EXCERPTED RECORDS Start Marker
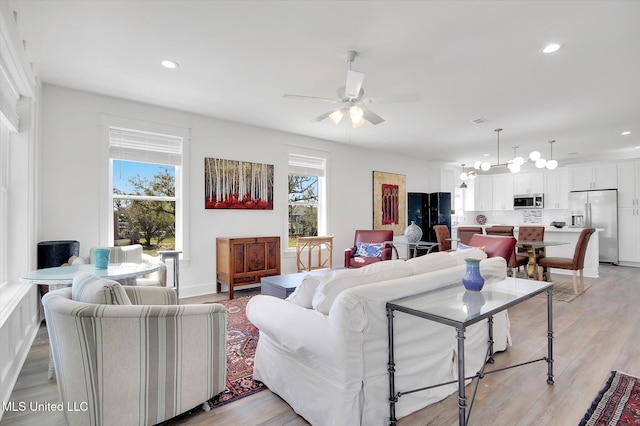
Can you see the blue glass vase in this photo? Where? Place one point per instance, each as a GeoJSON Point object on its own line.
{"type": "Point", "coordinates": [472, 279]}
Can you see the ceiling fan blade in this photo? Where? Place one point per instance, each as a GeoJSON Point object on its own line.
{"type": "Point", "coordinates": [406, 97]}
{"type": "Point", "coordinates": [309, 98]}
{"type": "Point", "coordinates": [323, 116]}
{"type": "Point", "coordinates": [354, 84]}
{"type": "Point", "coordinates": [371, 117]}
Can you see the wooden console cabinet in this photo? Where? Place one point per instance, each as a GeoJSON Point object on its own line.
{"type": "Point", "coordinates": [243, 261]}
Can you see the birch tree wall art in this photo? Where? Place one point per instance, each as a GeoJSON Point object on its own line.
{"type": "Point", "coordinates": [230, 184]}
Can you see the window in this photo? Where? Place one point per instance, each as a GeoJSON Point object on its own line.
{"type": "Point", "coordinates": [146, 196]}
{"type": "Point", "coordinates": [306, 199]}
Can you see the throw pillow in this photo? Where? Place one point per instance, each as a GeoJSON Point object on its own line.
{"type": "Point", "coordinates": [89, 288]}
{"type": "Point", "coordinates": [369, 250]}
{"type": "Point", "coordinates": [431, 262]}
{"type": "Point", "coordinates": [334, 283]}
{"type": "Point", "coordinates": [303, 294]}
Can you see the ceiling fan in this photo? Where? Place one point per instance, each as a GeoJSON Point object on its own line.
{"type": "Point", "coordinates": [350, 98]}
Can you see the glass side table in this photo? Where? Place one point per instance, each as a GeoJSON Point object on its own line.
{"type": "Point", "coordinates": [454, 306]}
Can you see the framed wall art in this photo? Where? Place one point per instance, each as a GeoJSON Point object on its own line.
{"type": "Point", "coordinates": [389, 202]}
{"type": "Point", "coordinates": [230, 184]}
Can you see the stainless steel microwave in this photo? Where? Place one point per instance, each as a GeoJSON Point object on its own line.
{"type": "Point", "coordinates": [528, 201]}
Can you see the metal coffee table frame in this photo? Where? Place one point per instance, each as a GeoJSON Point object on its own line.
{"type": "Point", "coordinates": [505, 297]}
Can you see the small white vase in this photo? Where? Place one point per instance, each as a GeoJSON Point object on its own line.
{"type": "Point", "coordinates": [413, 233]}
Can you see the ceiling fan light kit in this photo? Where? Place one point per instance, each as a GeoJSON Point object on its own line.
{"type": "Point", "coordinates": [514, 165]}
{"type": "Point", "coordinates": [351, 98]}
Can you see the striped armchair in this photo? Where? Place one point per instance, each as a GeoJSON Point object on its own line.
{"type": "Point", "coordinates": [137, 364]}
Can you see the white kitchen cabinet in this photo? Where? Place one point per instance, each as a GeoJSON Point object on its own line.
{"type": "Point", "coordinates": [528, 183]}
{"type": "Point", "coordinates": [629, 235]}
{"type": "Point", "coordinates": [593, 176]}
{"type": "Point", "coordinates": [503, 192]}
{"type": "Point", "coordinates": [483, 193]}
{"type": "Point", "coordinates": [556, 189]}
{"type": "Point", "coordinates": [629, 183]}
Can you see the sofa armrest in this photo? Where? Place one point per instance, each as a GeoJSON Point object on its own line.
{"type": "Point", "coordinates": [140, 295]}
{"type": "Point", "coordinates": [304, 333]}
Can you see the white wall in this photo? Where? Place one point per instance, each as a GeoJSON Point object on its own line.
{"type": "Point", "coordinates": [73, 170]}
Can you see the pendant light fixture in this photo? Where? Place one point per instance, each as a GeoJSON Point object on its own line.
{"type": "Point", "coordinates": [516, 163]}
{"type": "Point", "coordinates": [471, 175]}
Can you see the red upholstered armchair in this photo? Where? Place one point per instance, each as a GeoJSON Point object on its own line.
{"type": "Point", "coordinates": [495, 245]}
{"type": "Point", "coordinates": [354, 258]}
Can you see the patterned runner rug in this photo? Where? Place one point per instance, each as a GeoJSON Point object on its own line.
{"type": "Point", "coordinates": [618, 403]}
{"type": "Point", "coordinates": [242, 339]}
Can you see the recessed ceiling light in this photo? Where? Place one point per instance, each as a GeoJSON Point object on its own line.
{"type": "Point", "coordinates": [551, 47]}
{"type": "Point", "coordinates": [168, 63]}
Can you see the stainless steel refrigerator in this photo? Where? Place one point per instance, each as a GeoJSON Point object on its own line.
{"type": "Point", "coordinates": [598, 209]}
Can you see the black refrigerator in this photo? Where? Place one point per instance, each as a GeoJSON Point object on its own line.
{"type": "Point", "coordinates": [427, 210]}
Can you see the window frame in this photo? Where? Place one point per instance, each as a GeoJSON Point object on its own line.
{"type": "Point", "coordinates": [319, 158]}
{"type": "Point", "coordinates": [108, 121]}
{"type": "Point", "coordinates": [174, 199]}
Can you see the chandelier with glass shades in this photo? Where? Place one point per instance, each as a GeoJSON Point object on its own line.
{"type": "Point", "coordinates": [514, 165]}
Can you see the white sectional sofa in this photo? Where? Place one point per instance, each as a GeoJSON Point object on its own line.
{"type": "Point", "coordinates": [324, 350]}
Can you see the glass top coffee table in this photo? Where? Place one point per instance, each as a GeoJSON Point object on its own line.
{"type": "Point", "coordinates": [454, 306]}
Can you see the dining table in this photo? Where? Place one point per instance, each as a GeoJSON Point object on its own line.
{"type": "Point", "coordinates": [536, 250]}
{"type": "Point", "coordinates": [62, 276]}
{"type": "Point", "coordinates": [124, 273]}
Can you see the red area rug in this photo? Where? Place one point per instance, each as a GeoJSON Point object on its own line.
{"type": "Point", "coordinates": [618, 403]}
{"type": "Point", "coordinates": [242, 339]}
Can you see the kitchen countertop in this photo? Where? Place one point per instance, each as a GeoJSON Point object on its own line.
{"type": "Point", "coordinates": [566, 229]}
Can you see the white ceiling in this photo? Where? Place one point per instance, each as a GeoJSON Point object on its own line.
{"type": "Point", "coordinates": [467, 59]}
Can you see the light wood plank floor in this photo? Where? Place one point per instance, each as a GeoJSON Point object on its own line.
{"type": "Point", "coordinates": [594, 334]}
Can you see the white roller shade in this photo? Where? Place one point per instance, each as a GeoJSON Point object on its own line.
{"type": "Point", "coordinates": [306, 166]}
{"type": "Point", "coordinates": [145, 147]}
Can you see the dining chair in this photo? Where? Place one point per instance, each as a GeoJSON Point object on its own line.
{"type": "Point", "coordinates": [526, 233]}
{"type": "Point", "coordinates": [466, 232]}
{"type": "Point", "coordinates": [505, 231]}
{"type": "Point", "coordinates": [442, 237]}
{"type": "Point", "coordinates": [575, 264]}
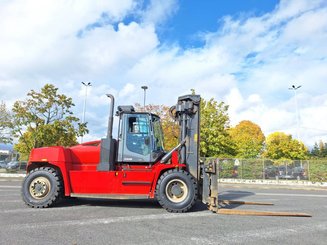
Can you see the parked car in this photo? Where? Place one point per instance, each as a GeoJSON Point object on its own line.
{"type": "Point", "coordinates": [3, 164]}
{"type": "Point", "coordinates": [271, 172]}
{"type": "Point", "coordinates": [16, 165]}
{"type": "Point", "coordinates": [299, 173]}
{"type": "Point", "coordinates": [285, 172]}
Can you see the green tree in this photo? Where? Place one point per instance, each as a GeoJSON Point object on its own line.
{"type": "Point", "coordinates": [215, 140]}
{"type": "Point", "coordinates": [315, 150]}
{"type": "Point", "coordinates": [45, 119]}
{"type": "Point", "coordinates": [248, 139]}
{"type": "Point", "coordinates": [5, 124]}
{"type": "Point", "coordinates": [280, 145]}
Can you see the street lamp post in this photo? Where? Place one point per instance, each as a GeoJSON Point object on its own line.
{"type": "Point", "coordinates": [295, 88]}
{"type": "Point", "coordinates": [144, 88]}
{"type": "Point", "coordinates": [86, 85]}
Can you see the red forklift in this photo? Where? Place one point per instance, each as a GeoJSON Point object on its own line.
{"type": "Point", "coordinates": [133, 166]}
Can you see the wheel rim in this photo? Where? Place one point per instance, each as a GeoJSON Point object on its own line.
{"type": "Point", "coordinates": [39, 187]}
{"type": "Point", "coordinates": [176, 190]}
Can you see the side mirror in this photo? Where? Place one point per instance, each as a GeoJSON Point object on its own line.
{"type": "Point", "coordinates": [147, 140]}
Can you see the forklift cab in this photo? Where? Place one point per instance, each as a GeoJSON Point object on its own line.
{"type": "Point", "coordinates": [140, 137]}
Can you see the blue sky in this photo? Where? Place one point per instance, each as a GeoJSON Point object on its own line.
{"type": "Point", "coordinates": [246, 53]}
{"type": "Point", "coordinates": [195, 17]}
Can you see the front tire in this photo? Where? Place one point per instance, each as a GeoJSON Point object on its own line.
{"type": "Point", "coordinates": [176, 191]}
{"type": "Point", "coordinates": [42, 188]}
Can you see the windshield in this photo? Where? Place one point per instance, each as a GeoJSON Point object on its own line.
{"type": "Point", "coordinates": [158, 134]}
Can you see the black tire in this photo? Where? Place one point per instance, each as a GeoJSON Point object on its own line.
{"type": "Point", "coordinates": [42, 188]}
{"type": "Point", "coordinates": [176, 191]}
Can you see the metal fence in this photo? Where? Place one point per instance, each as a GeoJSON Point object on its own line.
{"type": "Point", "coordinates": [311, 170]}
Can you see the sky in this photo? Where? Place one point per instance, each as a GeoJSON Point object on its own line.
{"type": "Point", "coordinates": [247, 53]}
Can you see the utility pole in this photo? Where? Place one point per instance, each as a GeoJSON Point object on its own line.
{"type": "Point", "coordinates": [86, 85]}
{"type": "Point", "coordinates": [295, 88]}
{"type": "Point", "coordinates": [144, 88]}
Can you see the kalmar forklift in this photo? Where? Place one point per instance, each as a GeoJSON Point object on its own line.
{"type": "Point", "coordinates": [133, 166]}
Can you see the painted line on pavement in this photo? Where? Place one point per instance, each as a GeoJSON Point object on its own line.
{"type": "Point", "coordinates": [36, 210]}
{"type": "Point", "coordinates": [238, 193]}
{"type": "Point", "coordinates": [124, 219]}
{"type": "Point", "coordinates": [290, 194]}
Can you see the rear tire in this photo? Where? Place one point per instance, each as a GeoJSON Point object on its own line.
{"type": "Point", "coordinates": [176, 191]}
{"type": "Point", "coordinates": [42, 188]}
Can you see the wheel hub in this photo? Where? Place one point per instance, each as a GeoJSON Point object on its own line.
{"type": "Point", "coordinates": [39, 187]}
{"type": "Point", "coordinates": [176, 190]}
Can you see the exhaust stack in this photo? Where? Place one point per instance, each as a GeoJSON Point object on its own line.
{"type": "Point", "coordinates": [107, 152]}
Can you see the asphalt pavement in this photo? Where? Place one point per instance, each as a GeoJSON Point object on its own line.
{"type": "Point", "coordinates": [94, 221]}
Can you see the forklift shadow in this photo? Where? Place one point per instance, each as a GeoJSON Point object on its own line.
{"type": "Point", "coordinates": [226, 195]}
{"type": "Point", "coordinates": [137, 203]}
{"type": "Point", "coordinates": [150, 204]}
EXCERPTED RECORDS End Marker
→ **HOW TO COMPLETE THIS TASK**: Could you print exactly the lines from the one containing "Can you see the wheel hub" through the last line of the records above?

→ **RESULT OF THE EXERCISE**:
Can you see the wheel hub in this photo? Where? Place one point per instance, each as a GeoJSON Point object on its own line.
{"type": "Point", "coordinates": [39, 187]}
{"type": "Point", "coordinates": [176, 190]}
Can you see the exhaust stack in this photo? Where? Place one point per instance, each as a GeoJSON Point object on its own line.
{"type": "Point", "coordinates": [107, 152]}
Can you see the asphalt pavement in this photo? Where? Place one point per instance, each as a GeoJSON Point object on its own line.
{"type": "Point", "coordinates": [94, 221]}
Can you see the forklift shadow in this photo? Where? Place one point per instance, each as a GeoJSON Point object on its own line.
{"type": "Point", "coordinates": [226, 195]}
{"type": "Point", "coordinates": [137, 203]}
{"type": "Point", "coordinates": [150, 204]}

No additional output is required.